## Problem to solve
The entries should be given again in full. Alter nothing.

## Given entries
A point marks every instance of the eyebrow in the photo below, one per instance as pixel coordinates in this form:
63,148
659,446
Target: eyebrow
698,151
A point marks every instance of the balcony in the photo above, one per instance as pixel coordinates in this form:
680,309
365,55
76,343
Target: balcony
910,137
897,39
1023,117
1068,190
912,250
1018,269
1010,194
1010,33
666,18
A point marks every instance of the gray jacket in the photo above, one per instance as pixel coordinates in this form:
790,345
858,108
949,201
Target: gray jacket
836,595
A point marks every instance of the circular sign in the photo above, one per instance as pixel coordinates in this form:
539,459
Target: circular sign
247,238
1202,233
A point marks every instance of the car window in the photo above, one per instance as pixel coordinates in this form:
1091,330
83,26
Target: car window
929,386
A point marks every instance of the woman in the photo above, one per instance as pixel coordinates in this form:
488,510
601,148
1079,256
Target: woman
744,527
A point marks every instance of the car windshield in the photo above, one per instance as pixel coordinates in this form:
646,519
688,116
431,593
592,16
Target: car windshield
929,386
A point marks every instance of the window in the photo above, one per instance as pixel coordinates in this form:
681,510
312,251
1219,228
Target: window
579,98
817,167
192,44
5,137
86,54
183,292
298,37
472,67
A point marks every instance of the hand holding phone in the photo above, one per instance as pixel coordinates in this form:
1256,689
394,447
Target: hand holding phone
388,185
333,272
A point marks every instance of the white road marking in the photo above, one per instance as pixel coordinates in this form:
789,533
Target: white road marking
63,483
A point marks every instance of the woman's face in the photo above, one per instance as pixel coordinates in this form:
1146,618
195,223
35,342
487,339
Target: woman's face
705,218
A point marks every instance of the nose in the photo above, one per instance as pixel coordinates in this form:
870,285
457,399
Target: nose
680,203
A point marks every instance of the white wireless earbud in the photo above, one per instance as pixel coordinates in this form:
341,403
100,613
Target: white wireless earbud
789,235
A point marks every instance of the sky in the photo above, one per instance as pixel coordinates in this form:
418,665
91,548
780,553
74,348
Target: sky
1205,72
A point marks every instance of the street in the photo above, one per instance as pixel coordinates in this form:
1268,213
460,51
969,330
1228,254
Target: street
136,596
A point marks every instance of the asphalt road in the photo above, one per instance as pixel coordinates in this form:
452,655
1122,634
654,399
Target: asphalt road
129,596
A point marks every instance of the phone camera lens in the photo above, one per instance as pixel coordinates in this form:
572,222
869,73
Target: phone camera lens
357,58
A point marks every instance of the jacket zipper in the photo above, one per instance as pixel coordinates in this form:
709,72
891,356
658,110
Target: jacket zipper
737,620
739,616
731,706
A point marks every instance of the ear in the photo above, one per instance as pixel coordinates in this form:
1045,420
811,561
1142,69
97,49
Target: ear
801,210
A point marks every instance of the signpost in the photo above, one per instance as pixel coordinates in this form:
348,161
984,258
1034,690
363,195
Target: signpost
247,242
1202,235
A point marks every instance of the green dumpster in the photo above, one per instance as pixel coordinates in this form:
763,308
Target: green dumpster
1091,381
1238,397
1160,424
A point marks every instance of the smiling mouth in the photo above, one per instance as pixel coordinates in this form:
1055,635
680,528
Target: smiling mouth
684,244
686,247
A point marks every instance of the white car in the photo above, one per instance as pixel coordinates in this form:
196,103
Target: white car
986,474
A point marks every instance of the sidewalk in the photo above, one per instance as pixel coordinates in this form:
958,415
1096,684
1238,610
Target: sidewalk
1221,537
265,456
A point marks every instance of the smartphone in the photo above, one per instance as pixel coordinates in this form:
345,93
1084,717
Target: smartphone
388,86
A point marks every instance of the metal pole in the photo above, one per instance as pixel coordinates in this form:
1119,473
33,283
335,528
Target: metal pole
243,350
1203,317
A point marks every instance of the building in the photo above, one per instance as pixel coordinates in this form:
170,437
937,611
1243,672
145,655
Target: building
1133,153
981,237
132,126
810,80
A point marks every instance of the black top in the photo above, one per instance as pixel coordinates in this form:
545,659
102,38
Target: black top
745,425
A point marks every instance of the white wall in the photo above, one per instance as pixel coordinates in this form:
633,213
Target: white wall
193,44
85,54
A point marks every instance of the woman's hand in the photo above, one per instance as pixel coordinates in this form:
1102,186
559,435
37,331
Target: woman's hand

## Solution for this exercise
A point marks every instance of the eyebrow in the photo below, one per instance as pixel coordinates in this form:
63,148
659,446
Target: eyebrow
698,151
A point marks every instance of the balcony in the photo above, one per instance as pixel coordinates in this form:
680,309
365,55
76,343
Target: balcony
910,137
897,39
1023,117
1068,190
912,250
1018,269
1010,194
1010,33
666,18
A point marks every instance of the gray jacket in the photo above, one per instance as pixel coordinates in this form:
790,345
858,108
949,201
Target: gray jacket
836,595
A point marks every instance of the circular sign in the photo above, one per instance as pixel coordinates in this form:
539,459
Target: circular sign
247,238
1202,233
A point marks every instance of the car window in the photo above, one per instance as pixel coordinates in this form:
1091,330
83,26
Target: car window
929,386
A point marks every instance of the woman in the photo above, one per instance as pixel coordinates in this form:
488,510
601,148
1079,256
Target: woman
744,527
A point marks every instance of the car windshield in the photo above, one per instance as pixel coordinates in this form:
646,519
688,116
431,593
592,16
Target: car windshield
929,386
A point marks every instance of the window in the photo above, one per instance as pixel coordinates in this form:
681,510
312,251
1219,228
Target: window
579,98
817,167
192,44
5,137
86,54
183,292
298,37
472,67
A point marks every instance of the hand holding phone in the photo above, one per instance as pixel coordinates in this form:
1256,689
394,447
Target: hand holding phone
388,185
333,272
A point marks every instance of the white road marking in the photo above, one per instance as pixel coordinates in this form:
789,533
Target: white road marking
63,483
A point marks every instance of the woman's face in the photo above, one per instance as pixel coordinates in this form:
1146,618
195,223
35,342
487,339
Target: woman's face
705,218
A point marks every instance of the nose in the photo above, one per instance as pixel coordinates in this form:
870,285
457,399
Target: nose
680,203
A point marks every instance of the white wireless earbud in the photo above, one per instance as pixel coordinates in this form:
341,403
100,613
Target: white wireless earbud
789,235
A point marks every instance of the sky in the photo above, one per instance as pixel coordinates in this form:
418,665
91,548
780,553
74,348
Target: sky
1205,72
A point marks every instance of the street in the photo above, one per instance as pixel coordinates in this form:
1268,213
460,51
969,330
1228,254
Target: street
136,596
A point marks every instance of the asphalt road in the photo above, one per instance as pixel coordinates in this form:
452,655
1122,634
654,399
Target: asphalt road
129,596
A point marks every instance of the phone camera lens in the photo above, one per instance as pixel coordinates in this form:
572,222
869,73
Target: phone camera lens
357,58
A point marks every instance of the jacket zipper in the photo above, one per instance as pixel coordinates in this form:
709,72
891,356
658,110
Target: jacket zipper
737,620
739,616
731,706
A point marks every instance of the ear in the photo above, one per instance as pixel coordinates in this form:
1045,420
811,561
1142,69
97,49
Target: ear
801,210
A point marks every instance of the signpost in the photo above, one per instance as pixel coordinates in this form:
348,161
984,258
1034,690
363,195
Target: signpost
247,242
1202,235
A point marks every instance of the green dumpster in the photo above, one per instance as pixel coordinates in this form:
763,308
Target: green dumpster
1091,381
1238,397
1160,424
A point marks every instance of the smiling mouth in the photo above, one per instance as pixel coordinates in this form:
1055,635
680,528
Target: smiling mouth
684,244
686,247
A point marks every instance of the white car in the photo above, one per instance as pixel coordinates in this form:
196,103
Target: white car
986,474
A point marks every instance of the sidewalk in the photo above, one per instance as pixel coordinates in this form:
958,415
1096,684
1238,610
Target: sidewalk
1221,537
265,456
A point marks every instance of the smartphone in the photo above, one per instance as pixel coordinates in this form:
345,93
1084,717
Target: smartphone
388,86
A point marks every instance of the metal pole in the photo above, one per instance as pixel coordinates in this form:
1119,473
33,283
335,528
Target: metal pole
243,350
1203,317
A point marks every instance of the building in the photo above, one per instance as pixel coordinates in this form:
170,437
937,611
1243,672
145,655
Target: building
1133,153
981,237
132,126
810,80
A point marks every instance of the black top in the photo above, one per instance as pixel coordinates in this form:
545,659
102,38
Target: black top
745,425
A point marks every instance of the white wall in the photo above, one per instance as pixel coordinates in this form:
633,213
Target: white wall
193,44
85,54
A point marks every instance of the woman's hand in the photo above, one per instance as pixel coordinates in this form:
1102,186
559,435
37,331
Target: woman's hand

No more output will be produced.